Image-grounded pointing data
================================

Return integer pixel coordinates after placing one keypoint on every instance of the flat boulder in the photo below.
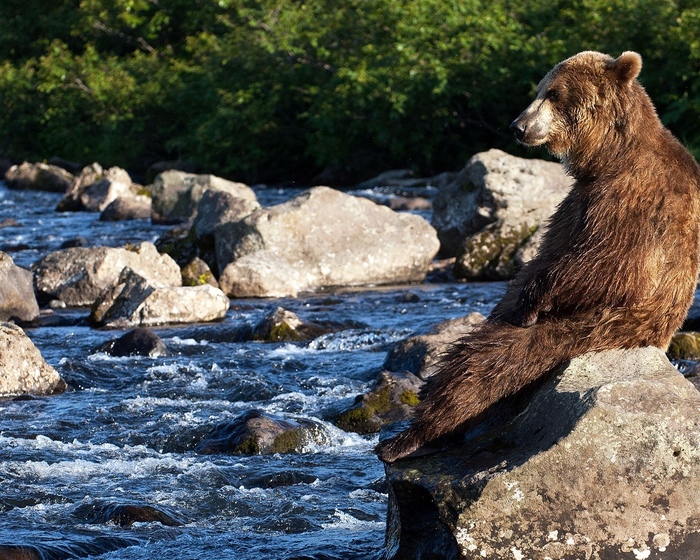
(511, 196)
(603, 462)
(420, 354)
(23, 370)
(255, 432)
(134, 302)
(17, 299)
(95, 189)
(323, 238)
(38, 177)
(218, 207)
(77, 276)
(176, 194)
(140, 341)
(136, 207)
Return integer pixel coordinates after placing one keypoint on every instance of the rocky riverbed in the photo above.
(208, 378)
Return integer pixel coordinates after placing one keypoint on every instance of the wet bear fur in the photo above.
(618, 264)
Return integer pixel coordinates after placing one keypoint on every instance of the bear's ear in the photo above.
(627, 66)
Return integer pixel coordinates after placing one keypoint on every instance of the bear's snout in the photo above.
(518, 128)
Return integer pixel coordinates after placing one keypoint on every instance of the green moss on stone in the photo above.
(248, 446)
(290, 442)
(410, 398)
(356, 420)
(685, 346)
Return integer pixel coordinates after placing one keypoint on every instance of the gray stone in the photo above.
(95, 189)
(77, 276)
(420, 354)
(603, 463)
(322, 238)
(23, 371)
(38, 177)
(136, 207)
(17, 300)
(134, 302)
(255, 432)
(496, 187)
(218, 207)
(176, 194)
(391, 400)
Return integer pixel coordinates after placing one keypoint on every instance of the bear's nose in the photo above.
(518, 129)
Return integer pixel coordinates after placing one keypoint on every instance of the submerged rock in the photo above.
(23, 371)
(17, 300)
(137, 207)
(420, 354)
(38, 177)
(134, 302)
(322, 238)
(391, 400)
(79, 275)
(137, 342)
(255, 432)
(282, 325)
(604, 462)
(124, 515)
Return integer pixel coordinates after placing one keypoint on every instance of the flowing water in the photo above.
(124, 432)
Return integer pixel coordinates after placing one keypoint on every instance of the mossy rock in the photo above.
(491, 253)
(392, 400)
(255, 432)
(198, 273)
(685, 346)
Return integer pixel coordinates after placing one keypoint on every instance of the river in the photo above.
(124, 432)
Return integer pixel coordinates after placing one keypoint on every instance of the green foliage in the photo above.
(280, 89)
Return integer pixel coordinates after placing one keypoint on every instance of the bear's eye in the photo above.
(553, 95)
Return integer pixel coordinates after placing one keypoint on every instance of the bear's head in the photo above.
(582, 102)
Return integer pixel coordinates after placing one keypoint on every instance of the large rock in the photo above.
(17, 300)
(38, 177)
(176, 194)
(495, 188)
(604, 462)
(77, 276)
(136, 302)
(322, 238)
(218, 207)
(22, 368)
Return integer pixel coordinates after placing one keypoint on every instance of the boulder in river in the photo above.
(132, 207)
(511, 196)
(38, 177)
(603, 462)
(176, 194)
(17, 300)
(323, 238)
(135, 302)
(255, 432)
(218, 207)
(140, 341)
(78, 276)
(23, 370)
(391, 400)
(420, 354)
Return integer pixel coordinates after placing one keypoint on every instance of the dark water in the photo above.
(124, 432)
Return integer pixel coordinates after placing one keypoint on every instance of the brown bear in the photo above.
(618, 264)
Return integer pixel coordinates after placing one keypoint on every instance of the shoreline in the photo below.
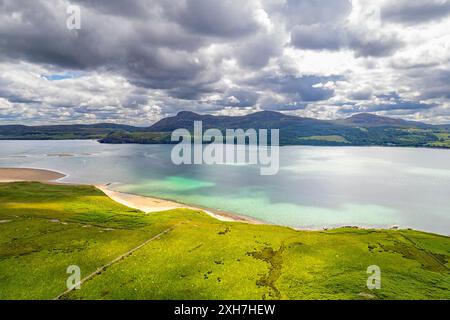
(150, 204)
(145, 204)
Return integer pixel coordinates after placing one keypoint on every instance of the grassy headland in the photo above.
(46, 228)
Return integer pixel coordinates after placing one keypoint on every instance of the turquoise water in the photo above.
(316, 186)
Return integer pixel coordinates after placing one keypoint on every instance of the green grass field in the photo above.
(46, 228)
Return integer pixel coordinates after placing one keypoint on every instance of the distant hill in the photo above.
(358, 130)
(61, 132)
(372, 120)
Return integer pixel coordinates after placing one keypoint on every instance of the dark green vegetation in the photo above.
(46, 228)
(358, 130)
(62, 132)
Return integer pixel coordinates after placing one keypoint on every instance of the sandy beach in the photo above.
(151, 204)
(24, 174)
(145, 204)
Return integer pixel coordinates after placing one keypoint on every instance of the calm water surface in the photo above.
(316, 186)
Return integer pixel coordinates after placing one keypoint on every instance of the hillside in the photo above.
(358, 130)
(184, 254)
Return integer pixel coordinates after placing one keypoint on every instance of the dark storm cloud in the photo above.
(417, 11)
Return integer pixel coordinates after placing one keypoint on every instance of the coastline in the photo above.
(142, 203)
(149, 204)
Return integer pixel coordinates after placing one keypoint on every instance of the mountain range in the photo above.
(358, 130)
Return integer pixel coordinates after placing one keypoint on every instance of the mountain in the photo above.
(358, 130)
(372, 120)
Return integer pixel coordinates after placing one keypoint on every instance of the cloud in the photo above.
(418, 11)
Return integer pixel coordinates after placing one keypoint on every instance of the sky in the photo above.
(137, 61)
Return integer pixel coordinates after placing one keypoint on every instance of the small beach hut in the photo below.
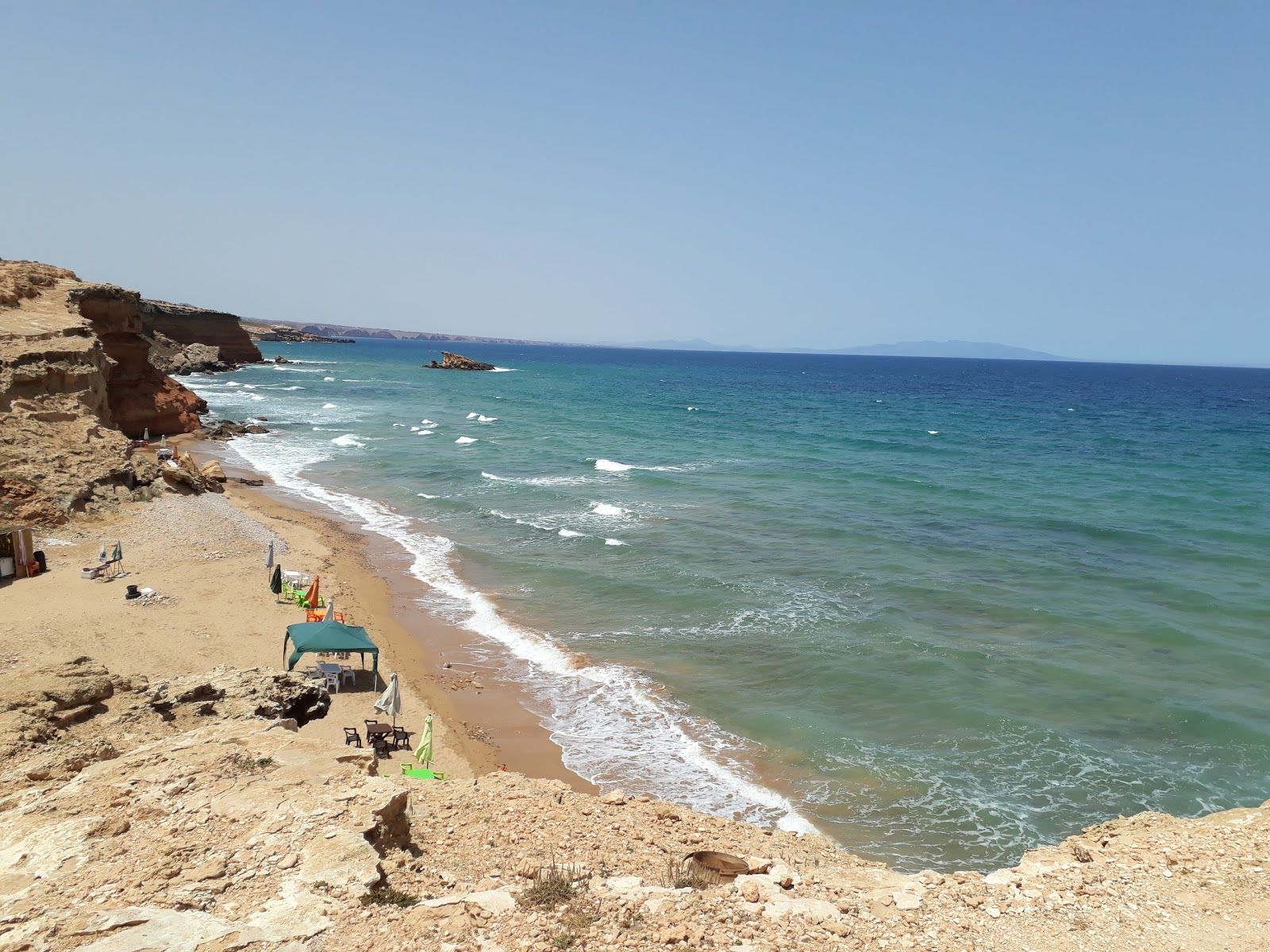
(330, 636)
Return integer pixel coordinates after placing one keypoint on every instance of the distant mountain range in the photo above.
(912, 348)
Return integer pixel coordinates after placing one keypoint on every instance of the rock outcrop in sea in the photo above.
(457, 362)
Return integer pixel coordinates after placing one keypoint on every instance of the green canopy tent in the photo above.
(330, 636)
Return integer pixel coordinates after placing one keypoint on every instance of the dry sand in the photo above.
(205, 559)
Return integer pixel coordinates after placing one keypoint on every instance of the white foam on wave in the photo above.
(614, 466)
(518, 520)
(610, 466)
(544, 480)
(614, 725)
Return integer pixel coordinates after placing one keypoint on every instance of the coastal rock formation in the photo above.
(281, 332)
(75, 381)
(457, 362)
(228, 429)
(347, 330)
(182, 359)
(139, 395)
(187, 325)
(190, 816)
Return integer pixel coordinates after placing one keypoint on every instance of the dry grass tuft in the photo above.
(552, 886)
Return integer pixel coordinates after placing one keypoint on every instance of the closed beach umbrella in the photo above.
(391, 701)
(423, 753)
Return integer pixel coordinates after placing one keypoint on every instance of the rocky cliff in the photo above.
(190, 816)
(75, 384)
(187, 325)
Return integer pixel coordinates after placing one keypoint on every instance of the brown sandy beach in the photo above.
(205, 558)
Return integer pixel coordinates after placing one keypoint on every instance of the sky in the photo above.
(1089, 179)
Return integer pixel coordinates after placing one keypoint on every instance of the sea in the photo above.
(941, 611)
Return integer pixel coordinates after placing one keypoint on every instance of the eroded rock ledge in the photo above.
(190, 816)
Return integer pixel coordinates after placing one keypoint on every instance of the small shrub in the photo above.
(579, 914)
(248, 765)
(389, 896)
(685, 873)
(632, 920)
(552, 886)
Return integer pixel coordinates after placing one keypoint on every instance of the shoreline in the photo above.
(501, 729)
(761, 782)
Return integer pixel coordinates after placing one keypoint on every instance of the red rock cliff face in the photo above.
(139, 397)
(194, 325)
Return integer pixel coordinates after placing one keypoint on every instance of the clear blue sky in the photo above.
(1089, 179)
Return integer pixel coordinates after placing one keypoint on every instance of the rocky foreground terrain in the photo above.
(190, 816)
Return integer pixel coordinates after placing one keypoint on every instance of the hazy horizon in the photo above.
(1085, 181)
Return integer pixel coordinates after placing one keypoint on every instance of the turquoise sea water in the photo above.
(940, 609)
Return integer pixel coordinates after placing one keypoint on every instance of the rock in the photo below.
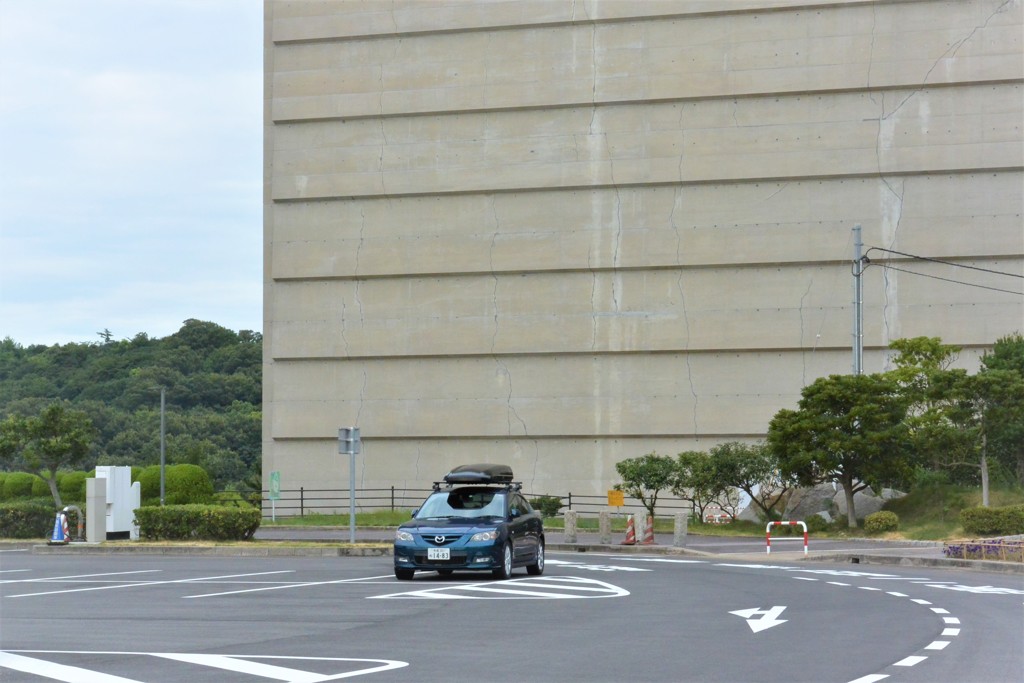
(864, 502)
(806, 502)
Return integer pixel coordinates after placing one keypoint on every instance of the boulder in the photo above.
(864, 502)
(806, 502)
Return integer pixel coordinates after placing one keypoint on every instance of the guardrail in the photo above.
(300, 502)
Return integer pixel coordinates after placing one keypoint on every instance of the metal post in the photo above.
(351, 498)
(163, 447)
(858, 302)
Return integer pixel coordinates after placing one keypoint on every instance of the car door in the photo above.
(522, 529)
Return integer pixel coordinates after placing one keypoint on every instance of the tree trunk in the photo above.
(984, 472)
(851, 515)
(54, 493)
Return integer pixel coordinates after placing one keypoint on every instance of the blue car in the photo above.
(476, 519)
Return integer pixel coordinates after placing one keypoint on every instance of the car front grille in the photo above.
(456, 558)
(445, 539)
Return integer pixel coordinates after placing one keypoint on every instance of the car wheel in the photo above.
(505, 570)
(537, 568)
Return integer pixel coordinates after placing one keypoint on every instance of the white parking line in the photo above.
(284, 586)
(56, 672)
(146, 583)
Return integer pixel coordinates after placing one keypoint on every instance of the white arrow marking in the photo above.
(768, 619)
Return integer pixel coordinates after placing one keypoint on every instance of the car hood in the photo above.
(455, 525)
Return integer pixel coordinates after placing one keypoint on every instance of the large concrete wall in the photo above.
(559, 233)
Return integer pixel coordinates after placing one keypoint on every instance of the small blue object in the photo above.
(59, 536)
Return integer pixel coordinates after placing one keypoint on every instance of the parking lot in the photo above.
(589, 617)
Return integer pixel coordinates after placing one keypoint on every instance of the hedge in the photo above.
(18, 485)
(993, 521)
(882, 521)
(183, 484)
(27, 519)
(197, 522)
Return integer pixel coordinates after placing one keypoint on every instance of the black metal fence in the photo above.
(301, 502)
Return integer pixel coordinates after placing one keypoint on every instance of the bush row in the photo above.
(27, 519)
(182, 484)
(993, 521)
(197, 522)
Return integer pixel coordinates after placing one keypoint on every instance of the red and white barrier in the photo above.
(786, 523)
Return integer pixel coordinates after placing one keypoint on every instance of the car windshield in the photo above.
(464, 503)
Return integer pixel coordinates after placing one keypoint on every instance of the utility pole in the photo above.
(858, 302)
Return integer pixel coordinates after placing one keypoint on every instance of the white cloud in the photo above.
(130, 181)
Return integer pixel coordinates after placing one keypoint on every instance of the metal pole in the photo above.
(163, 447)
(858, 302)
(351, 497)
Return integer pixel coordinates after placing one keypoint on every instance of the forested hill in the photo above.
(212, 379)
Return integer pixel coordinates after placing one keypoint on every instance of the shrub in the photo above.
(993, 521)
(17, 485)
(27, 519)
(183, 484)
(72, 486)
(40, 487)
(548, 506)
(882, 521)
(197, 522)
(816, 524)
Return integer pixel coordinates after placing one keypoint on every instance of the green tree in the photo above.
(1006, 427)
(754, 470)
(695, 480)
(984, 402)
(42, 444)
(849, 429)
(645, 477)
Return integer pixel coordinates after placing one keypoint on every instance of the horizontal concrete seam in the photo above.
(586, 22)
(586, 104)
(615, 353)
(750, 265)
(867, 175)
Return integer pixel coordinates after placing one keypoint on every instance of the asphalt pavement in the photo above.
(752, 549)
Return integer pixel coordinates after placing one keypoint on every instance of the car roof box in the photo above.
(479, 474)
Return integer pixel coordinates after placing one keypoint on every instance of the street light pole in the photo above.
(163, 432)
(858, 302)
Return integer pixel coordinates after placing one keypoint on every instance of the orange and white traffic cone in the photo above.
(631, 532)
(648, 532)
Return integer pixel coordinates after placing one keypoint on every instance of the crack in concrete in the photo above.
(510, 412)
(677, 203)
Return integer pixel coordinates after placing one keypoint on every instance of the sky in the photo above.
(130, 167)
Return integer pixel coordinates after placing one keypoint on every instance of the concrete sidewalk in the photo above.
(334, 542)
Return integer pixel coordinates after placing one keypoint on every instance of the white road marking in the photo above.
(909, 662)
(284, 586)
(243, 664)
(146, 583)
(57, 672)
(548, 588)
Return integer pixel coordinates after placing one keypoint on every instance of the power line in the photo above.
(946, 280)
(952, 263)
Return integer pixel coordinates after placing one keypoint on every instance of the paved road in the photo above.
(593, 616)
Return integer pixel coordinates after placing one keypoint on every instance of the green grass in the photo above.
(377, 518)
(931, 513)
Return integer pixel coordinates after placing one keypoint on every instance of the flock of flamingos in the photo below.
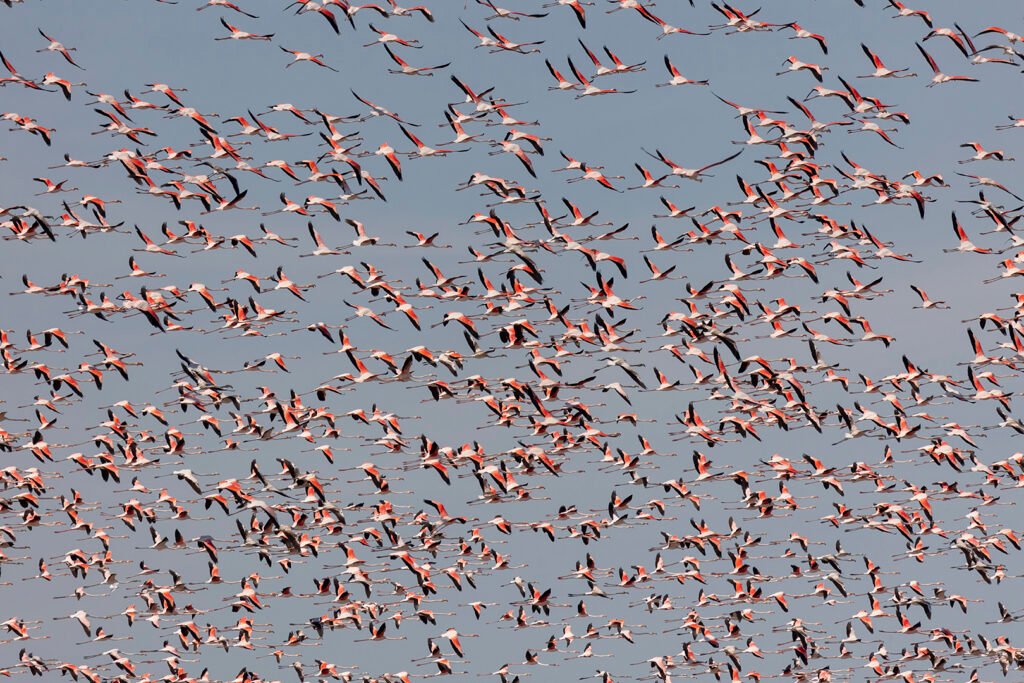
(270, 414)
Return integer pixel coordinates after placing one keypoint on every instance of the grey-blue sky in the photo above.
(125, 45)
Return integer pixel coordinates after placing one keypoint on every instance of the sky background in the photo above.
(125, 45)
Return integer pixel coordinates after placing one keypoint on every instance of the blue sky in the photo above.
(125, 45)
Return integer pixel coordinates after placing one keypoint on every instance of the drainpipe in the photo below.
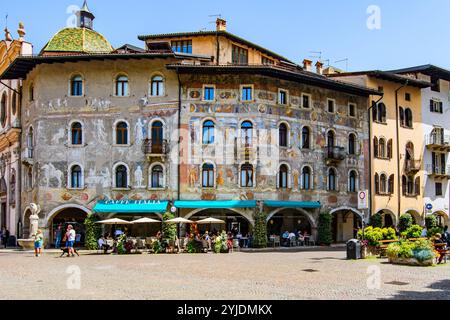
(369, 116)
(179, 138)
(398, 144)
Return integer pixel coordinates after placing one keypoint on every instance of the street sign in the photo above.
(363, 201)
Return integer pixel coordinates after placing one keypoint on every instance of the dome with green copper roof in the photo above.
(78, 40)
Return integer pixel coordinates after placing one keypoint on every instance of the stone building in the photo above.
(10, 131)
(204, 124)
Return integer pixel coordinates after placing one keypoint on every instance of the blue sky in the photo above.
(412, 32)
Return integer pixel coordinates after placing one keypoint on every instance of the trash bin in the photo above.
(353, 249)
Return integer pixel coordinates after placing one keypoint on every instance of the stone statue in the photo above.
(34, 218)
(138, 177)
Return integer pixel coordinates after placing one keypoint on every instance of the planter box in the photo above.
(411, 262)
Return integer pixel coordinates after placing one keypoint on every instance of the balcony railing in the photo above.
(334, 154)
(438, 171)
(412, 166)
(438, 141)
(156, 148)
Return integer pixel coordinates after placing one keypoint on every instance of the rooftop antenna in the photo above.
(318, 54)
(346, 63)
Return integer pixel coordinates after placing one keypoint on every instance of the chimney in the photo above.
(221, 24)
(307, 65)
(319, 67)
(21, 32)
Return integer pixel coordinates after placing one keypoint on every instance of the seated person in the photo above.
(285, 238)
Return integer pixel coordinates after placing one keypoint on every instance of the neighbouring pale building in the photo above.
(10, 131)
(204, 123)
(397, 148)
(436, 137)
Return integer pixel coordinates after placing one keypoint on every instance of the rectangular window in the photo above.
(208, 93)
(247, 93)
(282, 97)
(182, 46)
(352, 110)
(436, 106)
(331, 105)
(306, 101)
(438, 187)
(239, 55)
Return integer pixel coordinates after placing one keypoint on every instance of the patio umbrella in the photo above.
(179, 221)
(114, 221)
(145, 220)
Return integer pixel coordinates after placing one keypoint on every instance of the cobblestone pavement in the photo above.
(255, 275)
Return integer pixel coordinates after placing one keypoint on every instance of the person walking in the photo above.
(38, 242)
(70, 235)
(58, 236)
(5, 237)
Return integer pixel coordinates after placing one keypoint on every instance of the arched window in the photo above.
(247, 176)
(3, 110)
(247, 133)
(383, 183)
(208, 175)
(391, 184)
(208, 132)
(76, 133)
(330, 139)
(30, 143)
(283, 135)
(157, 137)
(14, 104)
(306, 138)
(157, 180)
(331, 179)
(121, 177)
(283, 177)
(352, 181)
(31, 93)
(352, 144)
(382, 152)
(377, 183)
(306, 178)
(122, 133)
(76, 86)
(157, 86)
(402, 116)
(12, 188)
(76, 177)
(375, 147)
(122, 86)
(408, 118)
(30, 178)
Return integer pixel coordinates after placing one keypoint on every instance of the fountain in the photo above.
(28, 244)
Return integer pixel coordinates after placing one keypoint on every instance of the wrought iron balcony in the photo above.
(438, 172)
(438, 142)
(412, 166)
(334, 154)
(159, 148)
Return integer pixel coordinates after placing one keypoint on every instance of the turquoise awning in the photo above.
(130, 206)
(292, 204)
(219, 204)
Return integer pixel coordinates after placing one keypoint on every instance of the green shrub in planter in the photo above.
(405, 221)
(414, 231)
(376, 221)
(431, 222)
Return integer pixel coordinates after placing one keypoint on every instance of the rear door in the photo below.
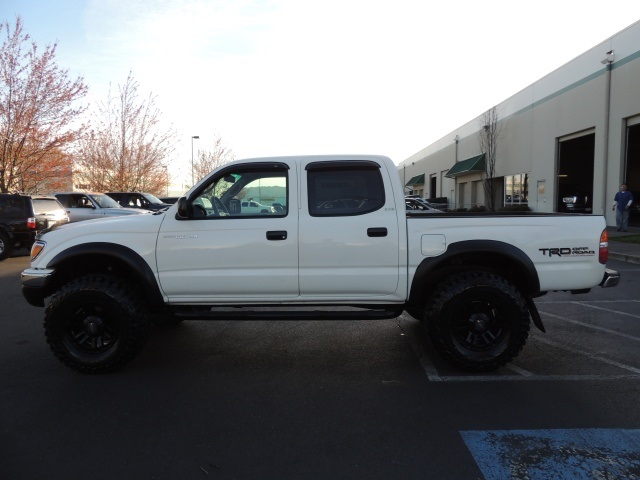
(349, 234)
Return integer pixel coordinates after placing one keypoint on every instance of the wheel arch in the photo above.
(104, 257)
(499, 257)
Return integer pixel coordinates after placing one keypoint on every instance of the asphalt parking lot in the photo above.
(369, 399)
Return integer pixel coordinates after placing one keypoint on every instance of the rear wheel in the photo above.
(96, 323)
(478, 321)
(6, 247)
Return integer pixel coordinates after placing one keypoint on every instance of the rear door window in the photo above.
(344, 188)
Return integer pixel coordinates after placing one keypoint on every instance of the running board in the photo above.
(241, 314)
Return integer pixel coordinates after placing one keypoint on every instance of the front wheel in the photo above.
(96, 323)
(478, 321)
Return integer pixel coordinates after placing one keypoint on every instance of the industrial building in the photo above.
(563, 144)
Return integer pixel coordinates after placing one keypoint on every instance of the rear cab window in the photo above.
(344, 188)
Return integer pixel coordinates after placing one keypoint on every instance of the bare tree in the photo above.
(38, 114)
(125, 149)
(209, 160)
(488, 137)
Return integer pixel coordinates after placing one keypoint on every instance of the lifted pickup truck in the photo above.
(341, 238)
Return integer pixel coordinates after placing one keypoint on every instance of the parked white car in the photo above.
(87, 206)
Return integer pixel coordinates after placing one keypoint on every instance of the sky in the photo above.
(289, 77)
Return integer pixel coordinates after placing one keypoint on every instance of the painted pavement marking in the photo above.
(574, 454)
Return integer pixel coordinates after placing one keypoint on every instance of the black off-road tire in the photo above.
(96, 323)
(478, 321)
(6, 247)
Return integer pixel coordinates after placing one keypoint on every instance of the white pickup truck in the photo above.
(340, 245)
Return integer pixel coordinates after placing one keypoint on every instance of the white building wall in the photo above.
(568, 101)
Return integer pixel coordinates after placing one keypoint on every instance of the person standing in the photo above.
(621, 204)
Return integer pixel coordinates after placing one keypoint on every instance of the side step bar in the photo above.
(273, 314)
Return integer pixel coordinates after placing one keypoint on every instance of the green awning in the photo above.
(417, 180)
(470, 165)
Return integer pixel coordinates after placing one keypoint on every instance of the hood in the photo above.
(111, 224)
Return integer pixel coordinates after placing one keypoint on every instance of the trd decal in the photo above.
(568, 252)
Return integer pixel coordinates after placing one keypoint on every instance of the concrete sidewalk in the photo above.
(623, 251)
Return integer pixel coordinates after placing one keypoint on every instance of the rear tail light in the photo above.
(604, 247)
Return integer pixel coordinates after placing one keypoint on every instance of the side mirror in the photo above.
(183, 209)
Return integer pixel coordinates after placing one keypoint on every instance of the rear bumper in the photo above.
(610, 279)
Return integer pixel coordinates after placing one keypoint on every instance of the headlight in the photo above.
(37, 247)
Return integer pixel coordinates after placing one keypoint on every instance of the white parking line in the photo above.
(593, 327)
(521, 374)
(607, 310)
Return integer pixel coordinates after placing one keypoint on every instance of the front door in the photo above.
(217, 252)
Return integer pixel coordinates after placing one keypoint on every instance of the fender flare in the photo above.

================================

§ **The task**:
Find "headlight in the photo above." in the data above, then repeat that line and all lines after it exactly, ending with the final line.

§ **The completed task**:
Return integer pixel coordinates after placing one keypoint on every instance of the headlight in the photo above.
(37, 247)
Return integer pixel coordinates after placing one keypoint on every instance of the white parking line in the photo above.
(593, 327)
(521, 374)
(607, 310)
Return integer pixel coordinates after placing one keypoint on every instance of the front door in the photo above.
(217, 252)
Return integer pixel coordinates after placing one keypoint on every instance of the fender flare in the photo above.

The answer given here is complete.